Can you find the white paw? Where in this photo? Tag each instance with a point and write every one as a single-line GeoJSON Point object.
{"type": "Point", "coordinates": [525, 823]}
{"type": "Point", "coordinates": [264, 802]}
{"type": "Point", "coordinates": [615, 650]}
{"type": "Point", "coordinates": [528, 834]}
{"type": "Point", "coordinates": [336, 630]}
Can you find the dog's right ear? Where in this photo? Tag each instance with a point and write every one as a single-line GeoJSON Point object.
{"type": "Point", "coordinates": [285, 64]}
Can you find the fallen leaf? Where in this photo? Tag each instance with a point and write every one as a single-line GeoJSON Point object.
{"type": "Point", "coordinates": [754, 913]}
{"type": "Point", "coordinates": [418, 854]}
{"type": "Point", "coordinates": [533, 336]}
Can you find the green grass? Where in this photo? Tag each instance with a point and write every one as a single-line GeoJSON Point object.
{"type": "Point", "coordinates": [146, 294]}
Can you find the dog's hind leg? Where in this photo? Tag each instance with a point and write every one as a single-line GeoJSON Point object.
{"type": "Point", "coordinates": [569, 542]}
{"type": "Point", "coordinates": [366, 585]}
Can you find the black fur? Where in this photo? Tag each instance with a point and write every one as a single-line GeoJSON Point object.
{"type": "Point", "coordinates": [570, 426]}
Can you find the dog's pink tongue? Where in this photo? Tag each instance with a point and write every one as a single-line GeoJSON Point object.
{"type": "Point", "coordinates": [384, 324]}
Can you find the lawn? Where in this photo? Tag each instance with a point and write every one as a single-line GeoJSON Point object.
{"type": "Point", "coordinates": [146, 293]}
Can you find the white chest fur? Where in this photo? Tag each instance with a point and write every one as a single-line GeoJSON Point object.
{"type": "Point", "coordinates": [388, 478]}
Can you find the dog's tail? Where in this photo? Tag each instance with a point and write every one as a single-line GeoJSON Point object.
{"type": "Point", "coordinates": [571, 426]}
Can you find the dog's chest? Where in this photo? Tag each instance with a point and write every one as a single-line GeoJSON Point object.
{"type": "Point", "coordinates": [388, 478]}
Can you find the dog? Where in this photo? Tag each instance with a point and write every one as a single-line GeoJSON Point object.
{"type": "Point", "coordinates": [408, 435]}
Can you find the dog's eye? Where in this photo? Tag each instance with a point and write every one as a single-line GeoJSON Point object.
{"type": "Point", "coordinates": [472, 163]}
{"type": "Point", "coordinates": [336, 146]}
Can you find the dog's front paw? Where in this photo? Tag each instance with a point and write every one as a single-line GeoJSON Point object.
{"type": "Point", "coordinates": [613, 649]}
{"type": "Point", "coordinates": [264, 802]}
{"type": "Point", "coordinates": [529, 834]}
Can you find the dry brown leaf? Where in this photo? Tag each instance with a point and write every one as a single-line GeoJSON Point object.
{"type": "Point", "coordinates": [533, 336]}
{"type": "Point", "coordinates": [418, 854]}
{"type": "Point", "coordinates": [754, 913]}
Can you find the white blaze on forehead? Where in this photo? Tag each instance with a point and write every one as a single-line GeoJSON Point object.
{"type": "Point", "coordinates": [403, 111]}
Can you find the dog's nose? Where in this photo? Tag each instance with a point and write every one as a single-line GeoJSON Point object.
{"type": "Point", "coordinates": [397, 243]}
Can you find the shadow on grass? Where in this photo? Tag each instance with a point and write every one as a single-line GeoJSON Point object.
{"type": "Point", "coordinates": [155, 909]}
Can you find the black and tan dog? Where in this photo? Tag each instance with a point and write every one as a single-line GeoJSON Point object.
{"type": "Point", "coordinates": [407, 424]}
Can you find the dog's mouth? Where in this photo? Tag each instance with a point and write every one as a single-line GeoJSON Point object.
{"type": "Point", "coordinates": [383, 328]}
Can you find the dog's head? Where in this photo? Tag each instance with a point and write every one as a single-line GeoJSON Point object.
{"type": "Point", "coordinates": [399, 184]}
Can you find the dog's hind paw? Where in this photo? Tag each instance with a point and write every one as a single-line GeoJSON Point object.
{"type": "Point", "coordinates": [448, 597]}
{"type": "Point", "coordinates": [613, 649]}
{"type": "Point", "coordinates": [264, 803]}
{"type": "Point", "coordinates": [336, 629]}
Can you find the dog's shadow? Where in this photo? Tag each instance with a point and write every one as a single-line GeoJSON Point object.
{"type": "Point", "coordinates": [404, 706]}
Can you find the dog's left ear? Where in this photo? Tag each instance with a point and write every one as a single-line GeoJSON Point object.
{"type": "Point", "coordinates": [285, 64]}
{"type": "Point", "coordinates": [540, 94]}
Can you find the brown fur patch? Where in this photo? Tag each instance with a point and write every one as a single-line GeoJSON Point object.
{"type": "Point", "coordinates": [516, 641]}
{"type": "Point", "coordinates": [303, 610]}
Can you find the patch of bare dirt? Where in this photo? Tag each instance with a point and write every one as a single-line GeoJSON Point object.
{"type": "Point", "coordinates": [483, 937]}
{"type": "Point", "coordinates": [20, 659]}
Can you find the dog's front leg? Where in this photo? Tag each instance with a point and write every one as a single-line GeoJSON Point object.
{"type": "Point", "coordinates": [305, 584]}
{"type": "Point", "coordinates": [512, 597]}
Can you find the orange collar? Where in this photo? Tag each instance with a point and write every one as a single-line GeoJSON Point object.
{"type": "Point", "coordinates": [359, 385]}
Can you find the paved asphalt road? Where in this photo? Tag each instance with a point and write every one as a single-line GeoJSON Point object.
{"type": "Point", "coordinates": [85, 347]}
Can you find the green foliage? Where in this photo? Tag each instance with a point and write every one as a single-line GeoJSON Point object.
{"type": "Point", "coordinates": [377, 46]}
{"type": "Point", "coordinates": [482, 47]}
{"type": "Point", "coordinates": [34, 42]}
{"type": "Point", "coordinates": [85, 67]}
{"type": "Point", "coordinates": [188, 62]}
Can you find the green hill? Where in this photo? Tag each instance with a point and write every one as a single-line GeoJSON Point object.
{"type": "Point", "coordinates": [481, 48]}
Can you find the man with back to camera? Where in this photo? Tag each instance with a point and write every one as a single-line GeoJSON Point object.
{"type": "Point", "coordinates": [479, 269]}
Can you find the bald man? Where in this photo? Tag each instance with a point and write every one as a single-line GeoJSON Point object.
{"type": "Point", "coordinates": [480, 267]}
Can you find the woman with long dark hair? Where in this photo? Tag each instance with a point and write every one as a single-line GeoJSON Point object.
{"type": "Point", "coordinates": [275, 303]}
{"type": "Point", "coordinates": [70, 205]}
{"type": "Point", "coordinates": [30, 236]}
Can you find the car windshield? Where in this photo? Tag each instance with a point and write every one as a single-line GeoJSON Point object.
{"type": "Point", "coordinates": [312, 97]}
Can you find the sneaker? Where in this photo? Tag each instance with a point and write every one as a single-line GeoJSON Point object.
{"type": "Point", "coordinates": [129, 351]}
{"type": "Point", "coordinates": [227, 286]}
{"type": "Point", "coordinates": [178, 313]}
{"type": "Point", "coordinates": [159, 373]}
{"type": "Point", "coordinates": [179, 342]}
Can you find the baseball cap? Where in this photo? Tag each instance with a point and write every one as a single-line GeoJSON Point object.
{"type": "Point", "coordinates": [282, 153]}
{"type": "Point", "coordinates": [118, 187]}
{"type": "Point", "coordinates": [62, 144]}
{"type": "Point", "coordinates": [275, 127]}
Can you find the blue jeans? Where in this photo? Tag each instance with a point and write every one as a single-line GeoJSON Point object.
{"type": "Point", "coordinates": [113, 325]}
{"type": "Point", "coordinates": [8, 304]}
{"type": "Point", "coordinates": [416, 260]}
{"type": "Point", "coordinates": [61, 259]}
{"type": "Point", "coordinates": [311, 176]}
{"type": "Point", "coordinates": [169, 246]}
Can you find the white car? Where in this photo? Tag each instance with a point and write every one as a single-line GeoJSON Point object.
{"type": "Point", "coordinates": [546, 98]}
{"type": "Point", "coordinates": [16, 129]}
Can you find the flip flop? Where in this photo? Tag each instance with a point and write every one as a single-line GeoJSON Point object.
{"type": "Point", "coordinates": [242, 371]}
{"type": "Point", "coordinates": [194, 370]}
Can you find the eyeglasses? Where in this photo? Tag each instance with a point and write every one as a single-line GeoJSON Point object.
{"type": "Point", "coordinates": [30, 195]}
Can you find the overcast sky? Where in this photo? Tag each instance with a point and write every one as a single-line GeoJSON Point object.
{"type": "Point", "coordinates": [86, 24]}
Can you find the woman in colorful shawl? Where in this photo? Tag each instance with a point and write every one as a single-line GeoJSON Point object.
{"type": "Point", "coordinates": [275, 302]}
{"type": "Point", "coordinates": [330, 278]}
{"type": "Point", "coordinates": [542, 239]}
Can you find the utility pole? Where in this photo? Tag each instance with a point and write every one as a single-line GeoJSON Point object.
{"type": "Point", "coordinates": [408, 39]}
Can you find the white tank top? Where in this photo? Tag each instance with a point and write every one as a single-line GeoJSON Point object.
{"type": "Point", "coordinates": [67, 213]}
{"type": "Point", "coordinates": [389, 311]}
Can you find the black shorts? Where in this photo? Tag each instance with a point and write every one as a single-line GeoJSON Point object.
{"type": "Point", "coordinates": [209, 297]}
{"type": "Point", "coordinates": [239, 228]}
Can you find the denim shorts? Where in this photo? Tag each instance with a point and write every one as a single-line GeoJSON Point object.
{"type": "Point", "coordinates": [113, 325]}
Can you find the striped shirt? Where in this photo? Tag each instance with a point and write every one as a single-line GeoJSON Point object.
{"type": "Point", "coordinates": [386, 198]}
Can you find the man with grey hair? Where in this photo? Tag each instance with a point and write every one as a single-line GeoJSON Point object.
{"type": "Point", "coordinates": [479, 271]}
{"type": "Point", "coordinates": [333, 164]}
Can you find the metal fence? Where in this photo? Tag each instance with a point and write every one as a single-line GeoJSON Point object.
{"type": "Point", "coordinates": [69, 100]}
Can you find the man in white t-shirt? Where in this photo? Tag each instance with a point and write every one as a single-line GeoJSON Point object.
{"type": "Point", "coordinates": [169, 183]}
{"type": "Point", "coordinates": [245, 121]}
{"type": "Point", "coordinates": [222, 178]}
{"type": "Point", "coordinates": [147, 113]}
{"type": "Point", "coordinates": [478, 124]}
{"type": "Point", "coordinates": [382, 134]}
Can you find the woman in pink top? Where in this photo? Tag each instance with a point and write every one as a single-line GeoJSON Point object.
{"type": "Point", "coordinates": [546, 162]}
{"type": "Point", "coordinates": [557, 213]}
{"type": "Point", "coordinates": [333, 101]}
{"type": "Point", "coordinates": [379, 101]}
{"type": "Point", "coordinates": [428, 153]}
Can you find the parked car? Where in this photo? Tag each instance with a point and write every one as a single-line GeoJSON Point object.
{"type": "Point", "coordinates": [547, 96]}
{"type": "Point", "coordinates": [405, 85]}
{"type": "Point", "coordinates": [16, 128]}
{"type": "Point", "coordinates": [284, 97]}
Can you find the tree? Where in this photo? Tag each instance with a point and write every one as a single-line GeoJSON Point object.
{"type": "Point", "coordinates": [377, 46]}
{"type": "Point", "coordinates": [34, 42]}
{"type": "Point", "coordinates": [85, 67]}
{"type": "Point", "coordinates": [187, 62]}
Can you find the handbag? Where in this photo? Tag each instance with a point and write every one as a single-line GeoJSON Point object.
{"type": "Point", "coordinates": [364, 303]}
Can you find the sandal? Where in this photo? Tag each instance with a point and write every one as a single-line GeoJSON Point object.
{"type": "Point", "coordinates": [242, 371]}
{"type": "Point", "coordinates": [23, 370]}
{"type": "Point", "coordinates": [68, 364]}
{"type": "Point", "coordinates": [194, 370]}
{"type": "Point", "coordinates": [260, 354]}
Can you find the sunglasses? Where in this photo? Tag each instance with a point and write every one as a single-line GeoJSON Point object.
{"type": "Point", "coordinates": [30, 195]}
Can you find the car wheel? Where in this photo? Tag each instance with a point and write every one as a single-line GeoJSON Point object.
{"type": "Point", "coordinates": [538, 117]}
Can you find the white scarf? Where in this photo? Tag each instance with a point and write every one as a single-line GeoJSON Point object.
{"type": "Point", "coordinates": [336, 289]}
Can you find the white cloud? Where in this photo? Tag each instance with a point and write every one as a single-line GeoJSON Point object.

## [What you should do]
Only the lines from the one containing "Can you find the tree?" through the end of the entries above belong in the answer; repeat them exactly.

## [Answer to this problem]
Can you find the tree? Where in this photo? Tag each instance with a point and write every one as a single-line GeoJSON Point object.
{"type": "Point", "coordinates": [377, 46]}
{"type": "Point", "coordinates": [34, 42]}
{"type": "Point", "coordinates": [85, 67]}
{"type": "Point", "coordinates": [187, 62]}
Can you find the handbag? Where in this photo? Tag each instance with a point and write every one as a single-line GeoJSON Point object.
{"type": "Point", "coordinates": [364, 303]}
Can you find the sandal? Where in this photo? Tag each instance with a point and write every one as a single-line GeoJSON Point object.
{"type": "Point", "coordinates": [242, 371]}
{"type": "Point", "coordinates": [23, 370]}
{"type": "Point", "coordinates": [68, 364]}
{"type": "Point", "coordinates": [194, 370]}
{"type": "Point", "coordinates": [260, 354]}
Can you find the sunglasses? Where in this photo? Tag each instance with a point and write every one as a single-line GeoJSON Point object.
{"type": "Point", "coordinates": [30, 195]}
Can you find the car wheel? Where in this photo? Tag each instance with a point and write every one as a single-line GeoJSON Point object.
{"type": "Point", "coordinates": [538, 117]}
Can you find the white scarf? Where in this photo? Tag each instance with a point and write every one as a single-line GeoJSON Point object.
{"type": "Point", "coordinates": [336, 289]}
Can you find the white cloud? Where in this photo? Tag each instance with a point and write every one as a single-line GeoJSON Point object.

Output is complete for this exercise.